BEGIN INPUT DATA
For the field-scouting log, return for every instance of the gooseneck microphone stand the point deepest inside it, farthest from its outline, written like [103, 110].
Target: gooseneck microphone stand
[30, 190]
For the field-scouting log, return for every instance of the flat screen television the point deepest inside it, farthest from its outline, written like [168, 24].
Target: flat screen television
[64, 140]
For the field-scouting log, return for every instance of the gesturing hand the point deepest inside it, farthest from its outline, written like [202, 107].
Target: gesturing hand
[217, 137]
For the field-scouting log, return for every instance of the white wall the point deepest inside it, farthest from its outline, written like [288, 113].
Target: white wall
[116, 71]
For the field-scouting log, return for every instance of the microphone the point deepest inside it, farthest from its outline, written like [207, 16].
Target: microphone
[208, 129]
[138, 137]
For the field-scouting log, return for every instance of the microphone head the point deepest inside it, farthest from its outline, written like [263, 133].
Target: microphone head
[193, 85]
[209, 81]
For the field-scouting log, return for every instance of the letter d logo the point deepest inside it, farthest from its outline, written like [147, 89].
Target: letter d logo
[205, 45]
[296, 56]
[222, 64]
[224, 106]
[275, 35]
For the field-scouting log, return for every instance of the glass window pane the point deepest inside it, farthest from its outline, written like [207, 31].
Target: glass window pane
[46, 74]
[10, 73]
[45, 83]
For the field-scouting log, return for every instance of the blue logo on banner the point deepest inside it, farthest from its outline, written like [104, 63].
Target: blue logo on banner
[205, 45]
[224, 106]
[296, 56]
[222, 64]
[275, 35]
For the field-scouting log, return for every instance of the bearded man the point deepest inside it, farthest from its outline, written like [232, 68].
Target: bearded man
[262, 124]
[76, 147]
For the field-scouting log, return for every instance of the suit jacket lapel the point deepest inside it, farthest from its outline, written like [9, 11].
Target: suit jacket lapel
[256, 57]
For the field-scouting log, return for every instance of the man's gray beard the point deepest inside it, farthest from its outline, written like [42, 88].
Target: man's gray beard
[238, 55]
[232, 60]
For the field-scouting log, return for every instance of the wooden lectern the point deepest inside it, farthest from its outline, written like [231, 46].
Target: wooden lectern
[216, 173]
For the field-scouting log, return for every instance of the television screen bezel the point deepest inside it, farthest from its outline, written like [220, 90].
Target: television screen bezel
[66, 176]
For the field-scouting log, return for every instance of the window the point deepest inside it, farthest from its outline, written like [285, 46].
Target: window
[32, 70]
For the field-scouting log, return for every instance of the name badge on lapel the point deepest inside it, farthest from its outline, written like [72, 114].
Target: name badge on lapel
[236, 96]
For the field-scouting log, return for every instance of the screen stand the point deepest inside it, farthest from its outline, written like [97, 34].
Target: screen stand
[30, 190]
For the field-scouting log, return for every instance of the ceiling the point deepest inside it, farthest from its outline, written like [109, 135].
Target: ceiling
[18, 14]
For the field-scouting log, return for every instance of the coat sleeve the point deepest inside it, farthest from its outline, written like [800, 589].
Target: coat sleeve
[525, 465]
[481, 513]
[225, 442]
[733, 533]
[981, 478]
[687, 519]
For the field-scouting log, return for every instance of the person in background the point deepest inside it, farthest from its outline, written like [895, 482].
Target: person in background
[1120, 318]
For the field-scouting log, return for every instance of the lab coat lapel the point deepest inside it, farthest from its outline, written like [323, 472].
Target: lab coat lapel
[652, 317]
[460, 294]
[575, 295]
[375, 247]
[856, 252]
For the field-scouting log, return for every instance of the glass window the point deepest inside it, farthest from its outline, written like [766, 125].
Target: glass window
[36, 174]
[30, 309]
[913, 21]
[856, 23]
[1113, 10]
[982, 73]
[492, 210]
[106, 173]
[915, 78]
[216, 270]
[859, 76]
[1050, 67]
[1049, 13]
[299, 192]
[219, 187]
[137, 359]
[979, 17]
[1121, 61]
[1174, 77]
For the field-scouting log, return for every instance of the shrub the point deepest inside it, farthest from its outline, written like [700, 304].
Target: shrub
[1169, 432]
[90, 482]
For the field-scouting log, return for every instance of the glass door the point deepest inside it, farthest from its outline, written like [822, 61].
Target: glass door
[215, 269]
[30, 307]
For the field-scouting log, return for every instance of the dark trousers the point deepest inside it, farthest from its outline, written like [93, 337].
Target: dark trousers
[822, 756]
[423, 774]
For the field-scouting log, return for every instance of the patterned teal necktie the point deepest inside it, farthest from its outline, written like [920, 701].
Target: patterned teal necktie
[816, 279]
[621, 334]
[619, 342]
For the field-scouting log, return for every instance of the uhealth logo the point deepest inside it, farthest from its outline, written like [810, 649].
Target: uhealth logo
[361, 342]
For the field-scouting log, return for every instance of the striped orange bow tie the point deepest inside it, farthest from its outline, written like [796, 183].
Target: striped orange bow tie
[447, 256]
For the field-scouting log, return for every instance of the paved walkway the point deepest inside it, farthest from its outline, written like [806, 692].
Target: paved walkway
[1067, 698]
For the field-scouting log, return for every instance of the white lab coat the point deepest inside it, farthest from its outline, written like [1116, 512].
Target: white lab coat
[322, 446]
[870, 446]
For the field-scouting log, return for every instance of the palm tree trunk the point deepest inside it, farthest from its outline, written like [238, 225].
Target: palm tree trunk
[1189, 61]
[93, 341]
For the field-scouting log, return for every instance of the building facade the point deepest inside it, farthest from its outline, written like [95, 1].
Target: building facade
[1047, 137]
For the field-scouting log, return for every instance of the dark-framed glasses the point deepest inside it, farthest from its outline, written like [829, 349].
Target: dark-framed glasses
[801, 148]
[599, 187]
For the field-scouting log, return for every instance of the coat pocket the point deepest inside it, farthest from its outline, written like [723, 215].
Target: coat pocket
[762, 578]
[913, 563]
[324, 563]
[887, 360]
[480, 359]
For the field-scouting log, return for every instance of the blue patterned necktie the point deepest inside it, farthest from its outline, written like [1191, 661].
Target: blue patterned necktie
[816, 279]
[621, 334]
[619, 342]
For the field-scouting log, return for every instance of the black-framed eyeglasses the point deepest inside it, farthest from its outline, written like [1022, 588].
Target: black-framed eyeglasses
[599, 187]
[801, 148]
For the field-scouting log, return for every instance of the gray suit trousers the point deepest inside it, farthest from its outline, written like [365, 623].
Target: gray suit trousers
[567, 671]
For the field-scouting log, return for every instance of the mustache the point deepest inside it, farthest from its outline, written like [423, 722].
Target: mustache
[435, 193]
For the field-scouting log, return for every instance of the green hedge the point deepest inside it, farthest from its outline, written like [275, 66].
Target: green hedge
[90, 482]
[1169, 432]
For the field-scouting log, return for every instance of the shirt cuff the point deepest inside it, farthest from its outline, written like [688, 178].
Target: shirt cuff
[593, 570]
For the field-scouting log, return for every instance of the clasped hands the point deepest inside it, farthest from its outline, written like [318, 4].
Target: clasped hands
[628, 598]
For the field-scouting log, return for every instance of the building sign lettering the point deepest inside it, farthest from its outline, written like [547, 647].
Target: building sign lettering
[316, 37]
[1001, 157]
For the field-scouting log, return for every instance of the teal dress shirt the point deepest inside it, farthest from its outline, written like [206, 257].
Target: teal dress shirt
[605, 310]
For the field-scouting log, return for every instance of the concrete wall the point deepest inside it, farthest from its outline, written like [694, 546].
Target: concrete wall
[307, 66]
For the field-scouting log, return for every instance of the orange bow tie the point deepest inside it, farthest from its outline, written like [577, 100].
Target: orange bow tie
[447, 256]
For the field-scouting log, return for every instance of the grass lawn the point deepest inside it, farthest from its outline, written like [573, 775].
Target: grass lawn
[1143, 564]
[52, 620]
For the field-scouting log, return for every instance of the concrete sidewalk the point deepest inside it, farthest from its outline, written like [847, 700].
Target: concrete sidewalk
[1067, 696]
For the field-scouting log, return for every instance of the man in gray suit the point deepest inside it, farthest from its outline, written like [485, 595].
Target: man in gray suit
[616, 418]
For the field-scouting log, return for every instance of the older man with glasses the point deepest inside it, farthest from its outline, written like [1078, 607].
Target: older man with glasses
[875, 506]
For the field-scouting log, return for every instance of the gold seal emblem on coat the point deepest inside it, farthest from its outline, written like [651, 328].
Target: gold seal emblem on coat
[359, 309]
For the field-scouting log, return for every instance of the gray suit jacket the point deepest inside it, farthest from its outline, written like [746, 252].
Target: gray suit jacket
END INPUT DATA
AIM OF THE TASK
Your answer should be exactly the lines of the data above, from the first through the line containing "like [232, 68].".

ANSWER BELOW
For the field-scouting log, return for every instance of the gooseneck microphone stand the point deepest inside it, farthest from its outline, written like [103, 110].
Target: gooseneck microphone stand
[30, 190]
For the field-scouting log, return for every instance of the flat screen television the point deepest inside it, farthest from its outline, written like [168, 24].
Target: flat screen television
[64, 140]
For the field-scouting log, return for every instance of the gesturing hand the point deepest inside it, farthest from its outline, written like [202, 107].
Target: gesturing hand
[217, 137]
For the field-scouting log, return for every instance of the white wall the point deepest inside it, farthest from its outline, written like [288, 113].
Target: white wall
[116, 71]
For the field-scouting log, return for every instance of the microphone the point deepest inside it, farthest from its outline, written like [207, 16].
Target: microphone
[208, 129]
[138, 137]
For the field-scouting log, return for every instance of the microphone head the point deepest inside it, farthest from its outline, written like [263, 133].
Target: microphone head
[193, 85]
[209, 81]
For the field-scouting log, return for every instance of the letter d logo the point deepest inside it, farthest from its outline, written like [147, 89].
Target: letter d logo
[205, 45]
[296, 56]
[222, 64]
[224, 106]
[275, 35]
For the field-scouting log, return for every instance of the glass window pane the point deepest inside it, farthest from its outline, written like [207, 31].
Target: glass window pane
[46, 74]
[10, 73]
[45, 83]
For the field-scouting log, return for every instance of the blue logo on banner the point deepest inside it, farthest from its outline, written like [104, 63].
Target: blue logo on banner
[205, 45]
[224, 106]
[296, 56]
[222, 64]
[275, 35]
For the field-scouting log, return for every instance of the bearded man the point deepest inside it, farthest from its outline, written like [232, 68].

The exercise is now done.